Selected passage →

Skip to main content

Lebanese resistance struggler's deportation from Europe is attack on human rights

By Harsh Thakor 

Democratic forces should unconditionally or in no uncertain terms condemn the Greek government and European Union’s denial of entry to Soha Bechara, the Lebanese resistance struggler, former political prisoner and Communist activist.
On her journey from from Beirut through Athens to Switzerland, on Wednesday, 12th July, she was stopped in the Athens airport by Greek officials, detained for multiple hours and deported to Lebanon, on the grounds of posing a “threat to national security” of unnamed “European countries. Greek Police alleged she posed a security threat to European countries, despite her being a Swiss passport holder and a European citizen herself. This violation of legality and deportation is an attack on a torture survivor and a symbol of the Lebanese national resistance and of the political prisoners’ movement.
It is also a blatant violation of treaties, with the force of the highest law of the land, between Switzerland and the European Union ensuring each other’s citizens free entry. Soha Bechara is a Swiss and Lebanese dual citizen who has lived and worked in Switzerland with her family for decades; she previously spent time in France and has addressed events throughout Europe. She was on a summer vacation in Beirut with her family when suddenly her Schengen visa was confiscated on “security” grounds. After being deported to Beirut, she was able to return to Switzerland via a direct flight.

Given data →
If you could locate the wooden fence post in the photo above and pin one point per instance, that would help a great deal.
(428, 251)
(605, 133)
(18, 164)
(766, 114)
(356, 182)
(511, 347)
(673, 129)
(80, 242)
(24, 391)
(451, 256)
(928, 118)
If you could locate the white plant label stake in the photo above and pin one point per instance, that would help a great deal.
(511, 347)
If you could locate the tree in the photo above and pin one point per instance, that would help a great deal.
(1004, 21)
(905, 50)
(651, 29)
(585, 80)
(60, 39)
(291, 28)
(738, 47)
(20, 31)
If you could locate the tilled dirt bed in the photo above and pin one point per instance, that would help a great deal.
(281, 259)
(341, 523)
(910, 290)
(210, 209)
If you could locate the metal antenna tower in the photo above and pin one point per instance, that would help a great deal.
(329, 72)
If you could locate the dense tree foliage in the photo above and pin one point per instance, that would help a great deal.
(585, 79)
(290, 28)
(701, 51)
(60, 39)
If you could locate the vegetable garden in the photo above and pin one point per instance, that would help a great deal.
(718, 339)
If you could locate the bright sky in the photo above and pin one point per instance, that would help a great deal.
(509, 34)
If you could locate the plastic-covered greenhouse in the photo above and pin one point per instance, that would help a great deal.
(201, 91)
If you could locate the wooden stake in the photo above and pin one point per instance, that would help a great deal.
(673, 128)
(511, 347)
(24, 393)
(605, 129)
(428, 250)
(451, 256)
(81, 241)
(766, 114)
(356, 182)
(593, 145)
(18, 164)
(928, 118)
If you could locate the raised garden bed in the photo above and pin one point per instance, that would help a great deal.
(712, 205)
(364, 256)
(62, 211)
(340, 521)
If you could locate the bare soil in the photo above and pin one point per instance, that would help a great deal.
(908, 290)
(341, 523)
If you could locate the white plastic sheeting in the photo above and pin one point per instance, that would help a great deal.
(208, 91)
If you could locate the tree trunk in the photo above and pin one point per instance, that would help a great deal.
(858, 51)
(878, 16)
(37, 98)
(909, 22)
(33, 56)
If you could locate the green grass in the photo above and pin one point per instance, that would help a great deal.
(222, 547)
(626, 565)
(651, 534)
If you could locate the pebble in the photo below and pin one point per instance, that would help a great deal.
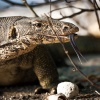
(69, 89)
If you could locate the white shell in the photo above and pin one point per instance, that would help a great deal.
(57, 97)
(68, 89)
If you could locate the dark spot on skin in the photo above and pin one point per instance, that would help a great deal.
(13, 33)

Challenges →
A. Answer these questions from the article on Soha Bechara's deportation, one answer per line:
(i) At which airport was she stopped by Greek officials?
(ii) In which country has she lived and worked with her family for decades?
(iii) How did she get back to Switzerland after being deported to Beirut?
B. Decide whether each statement agrees with the article on Soha Bechara's deportation. Answer yes or no, and quote the words of the article that settle it.
(i) She holds a Swiss passport.
(ii) She was let through after a short check at the airport.
(iii) Her Schengen visa was confiscated while she was on vacation in Beirut.
C. Write out the stretch of the article on Soha Bechara's deportation from "It is also a" through "a direct flight.".

Results by task →
A.
(i) The Athens airport.
(ii) Switzerland.
(iii) By a direct flight.

B.
(i) Yes: "despite her being a Swiss passport holder and a European citizen herself"
(ii) No: "detained for multiple hours and deported to Lebanon"
(iii) Yes: "She was on a summer vacation in Beirut with her family when suddenly her Schengen visa was confiscated"

C.
It is also a blatant violation of treaties, with the force of the highest law of the land, between Switzerland and the European Union ensuring each other’s citizens free entry. Soha Bechara is a Swiss and Lebanese dual citizen who has lived and worked in Switzerland with her family for decades; she previously spent time in France and has addressed events throughout Europe. She was on a summer vacation in Beirut with her family when suddenly her Schengen visa was confiscated on “security” grounds. After being deported to Beirut, she was able to return to Switzerland via a direct flight.